해야 할 일 =>
아래 자료를 처음부터 끝까지 글자 하나 바꾸지 말고 그대로 옮겨 적으세요.

주어진 자료 =>
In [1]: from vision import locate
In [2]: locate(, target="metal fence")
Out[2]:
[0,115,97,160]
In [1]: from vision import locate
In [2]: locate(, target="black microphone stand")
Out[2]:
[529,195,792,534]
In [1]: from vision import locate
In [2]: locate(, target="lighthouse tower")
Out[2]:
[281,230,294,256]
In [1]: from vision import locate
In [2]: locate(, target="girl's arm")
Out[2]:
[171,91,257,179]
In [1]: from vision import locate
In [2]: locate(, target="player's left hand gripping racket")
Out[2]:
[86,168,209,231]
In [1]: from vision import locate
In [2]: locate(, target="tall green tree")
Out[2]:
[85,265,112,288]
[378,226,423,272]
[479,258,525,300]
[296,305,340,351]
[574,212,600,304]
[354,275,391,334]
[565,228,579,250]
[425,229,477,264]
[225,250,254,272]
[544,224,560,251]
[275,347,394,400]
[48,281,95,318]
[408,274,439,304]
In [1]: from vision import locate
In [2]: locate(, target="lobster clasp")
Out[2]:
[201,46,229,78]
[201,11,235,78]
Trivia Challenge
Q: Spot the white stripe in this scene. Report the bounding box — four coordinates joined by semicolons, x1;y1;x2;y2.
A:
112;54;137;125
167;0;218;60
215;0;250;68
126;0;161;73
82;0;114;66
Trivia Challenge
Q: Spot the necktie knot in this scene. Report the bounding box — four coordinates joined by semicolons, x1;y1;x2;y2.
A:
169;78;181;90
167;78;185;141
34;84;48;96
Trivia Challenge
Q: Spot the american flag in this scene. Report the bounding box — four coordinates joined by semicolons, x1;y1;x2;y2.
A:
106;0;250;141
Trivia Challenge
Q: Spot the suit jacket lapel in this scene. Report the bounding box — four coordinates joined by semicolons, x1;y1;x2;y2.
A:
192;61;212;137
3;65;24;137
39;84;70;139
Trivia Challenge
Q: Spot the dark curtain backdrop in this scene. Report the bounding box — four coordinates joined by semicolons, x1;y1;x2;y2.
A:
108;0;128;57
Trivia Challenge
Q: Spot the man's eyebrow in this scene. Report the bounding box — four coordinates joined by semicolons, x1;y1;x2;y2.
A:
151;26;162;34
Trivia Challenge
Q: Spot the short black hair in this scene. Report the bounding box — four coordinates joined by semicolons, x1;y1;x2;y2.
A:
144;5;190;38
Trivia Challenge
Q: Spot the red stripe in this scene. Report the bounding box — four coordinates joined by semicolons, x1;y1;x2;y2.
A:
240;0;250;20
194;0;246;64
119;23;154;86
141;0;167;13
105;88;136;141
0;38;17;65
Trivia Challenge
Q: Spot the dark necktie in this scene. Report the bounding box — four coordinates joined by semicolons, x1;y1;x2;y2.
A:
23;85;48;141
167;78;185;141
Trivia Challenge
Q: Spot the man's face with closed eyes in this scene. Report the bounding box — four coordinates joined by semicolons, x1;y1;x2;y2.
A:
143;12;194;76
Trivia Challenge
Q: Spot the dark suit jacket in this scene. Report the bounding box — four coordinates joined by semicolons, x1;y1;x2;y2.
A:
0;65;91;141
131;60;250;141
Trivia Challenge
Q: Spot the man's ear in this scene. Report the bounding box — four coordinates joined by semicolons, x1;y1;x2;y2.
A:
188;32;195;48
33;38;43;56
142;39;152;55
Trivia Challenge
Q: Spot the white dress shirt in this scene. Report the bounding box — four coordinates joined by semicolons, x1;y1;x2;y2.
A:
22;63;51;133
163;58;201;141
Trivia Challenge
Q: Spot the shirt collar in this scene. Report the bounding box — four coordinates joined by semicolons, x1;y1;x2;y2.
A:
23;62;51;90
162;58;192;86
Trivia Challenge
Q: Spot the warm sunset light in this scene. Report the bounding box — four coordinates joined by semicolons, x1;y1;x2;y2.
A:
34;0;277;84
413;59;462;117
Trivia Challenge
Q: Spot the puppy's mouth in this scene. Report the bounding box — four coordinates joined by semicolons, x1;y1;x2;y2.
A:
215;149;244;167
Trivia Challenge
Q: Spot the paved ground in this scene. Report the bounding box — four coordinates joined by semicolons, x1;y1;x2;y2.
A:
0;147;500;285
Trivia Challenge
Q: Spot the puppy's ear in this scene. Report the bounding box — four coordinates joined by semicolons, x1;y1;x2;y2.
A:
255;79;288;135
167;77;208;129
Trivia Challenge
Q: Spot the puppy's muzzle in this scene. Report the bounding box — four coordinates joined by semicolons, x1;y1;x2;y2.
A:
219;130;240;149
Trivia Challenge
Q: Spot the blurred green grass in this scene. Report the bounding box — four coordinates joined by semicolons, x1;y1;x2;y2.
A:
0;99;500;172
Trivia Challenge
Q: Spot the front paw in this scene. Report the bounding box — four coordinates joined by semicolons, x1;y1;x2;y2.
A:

이 문제의 답 =>
In [1]: from vision import locate
In [2]: locate(, target="metal fence")
Out[2]:
[0,115,97,160]
In [1]: from vision import locate
In [2]: locate(, target="black microphone stand")
Out[2]:
[529,195,792,534]
In [1]: from vision import locate
In [2]: locate(, target="lighthouse tower")
Out[2]:
[281,230,294,256]
In [1]: from vision import locate
In [2]: locate(, target="girl's arm")
Out[2]:
[171,91,257,179]
In [1]: from vision import locate
In [2]: locate(, target="player's left hand gripping racket")
Out[2]:
[86,168,209,231]
In [1]: from vision import locate
In [2]: locate(, target="tall green tree")
Out[2]:
[85,265,112,288]
[378,226,423,272]
[479,258,525,300]
[296,305,340,351]
[574,212,600,304]
[354,275,391,334]
[565,228,579,250]
[425,229,477,264]
[225,250,254,272]
[544,224,560,251]
[275,347,394,400]
[48,281,95,318]
[408,274,439,304]
In [1]: from vision import locate
In [2]: locate(, target="lobster clasp")
Out[2]:
[201,46,229,78]
[201,11,235,78]
Trivia Challenge
Q: Spot the white stripe in this scene. Report the bounding box — four coordinates joined by semicolons, x1;y1;x2;y2.
A:
112;54;137;125
167;0;218;60
215;0;250;68
126;0;161;73
82;0;114;66
Trivia Challenge
Q: Spot the necktie knot in this scene. Report the bounding box — four coordinates joined by semicolons, x1;y1;x2;y2.
A:
169;78;181;90
167;78;185;141
34;84;48;96
Trivia Challenge
Q: Spot the american flag in this scene. Report the bounding box — four coordinates joined by semicolons, x1;y1;x2;y2.
A:
106;0;250;141
Trivia Challenge
Q: Spot the suit jacket lapel in this scene. Report the bounding box — four coordinates joined by semicolons, x1;y1;x2;y2.
A:
192;61;212;137
3;65;24;137
39;84;70;139
Trivia Challenge
Q: Spot the dark curtain backdrop in this scene. Report the bounding box — four coordinates joined by semicolons, x1;y1;x2;y2.
A:
108;0;128;57
Trivia Challenge
Q: Spot the man's eyebrow in this scene. Report the bounding box — four coordinates joined by semicolons, x1;y1;x2;y2.
A:
151;26;162;34
Trivia Challenge
Q: Spot the short black hair in this scene. Report the bounding box — four coordinates joined by semicolons, x1;y1;x2;y2.
A:
144;5;190;38
Trivia Challenge
Q: Spot the red stripe in this scene. Report the bounding box — four coordinates joined by semicolons, x1;y1;x2;y2.
A:
240;0;250;20
194;0;246;64
119;23;154;86
141;0;167;13
105;88;136;141
0;38;17;65
Trivia Challenge
Q: Spot the dark necktie in this scene. Report the bounding box — four coordinates joined by semicolons, x1;y1;x2;y2.
A:
23;85;48;141
167;78;185;141
Trivia Challenge
Q: Spot the man's face with closed eyes in this scene. Report the bounding box — four coordinates joined by semicolons, x1;y1;x2;y2.
A:
143;12;194;76
Trivia Challenge
Q: Spot the dark suit jacket in this scene. Report the bounding box — four coordinates joined by semicolons, x1;y1;x2;y2.
A:
0;65;91;141
131;60;250;141
Trivia Challenge
Q: Spot the man's ear in this scene. Report the bounding box — four coordinates joined by semicolons, x1;y1;x2;y2.
A:
188;32;195;48
33;38;43;56
142;39;152;55
Trivia Challenge
Q: Spot the white dress shirt in this scene. Report the bounding box — four coordinates joined by semicolons, x1;y1;x2;y2.
A:
22;63;51;133
163;58;201;141
Trivia Challenge
Q: Spot the shirt collar in this scene. Report the bounding box — four coordinates joined by semicolons, x1;y1;x2;y2.
A:
23;62;51;90
162;58;192;86
Trivia Challenge
Q: Spot the warm sunset light in this scene. Report the bounding box — four coordinates joined by semicolons, x1;y1;x2;y2.
A:
34;0;277;84
413;59;462;117
Trivia Challenge
Q: Spot the puppy's mouth in this scene. Report the bounding box — four coordinates joined by semicolons, x1;y1;x2;y2.
A:
215;149;244;167
Trivia Challenge
Q: Spot the paved ground in this scene. Report the bounding box — four coordinates joined by semicolons, x1;y1;x2;y2.
A:
0;147;500;285
Trivia Challenge
Q: Spot the puppy's ear in this scene. Report the bounding box — four coordinates joined by semicolons, x1;y1;x2;y2.
A:
255;79;288;135
167;77;208;129
Trivia Challenge
Q: Spot the puppy's muzzle in this scene. Report the bounding box — four coordinates joined by semicolons, x1;y1;x2;y2.
A:
219;130;240;149
Trivia Challenge
Q: Spot the blurred green grass in this scene. Report the bounding box — four coordinates joined by semicolons, x1;y1;x2;y2.
A:
0;99;500;172
Trivia Challenge
Q: Spot the front paw in this scene. Report the bounding box — four coordinates joined by semicolons, x1;y1;x2;y2.
A:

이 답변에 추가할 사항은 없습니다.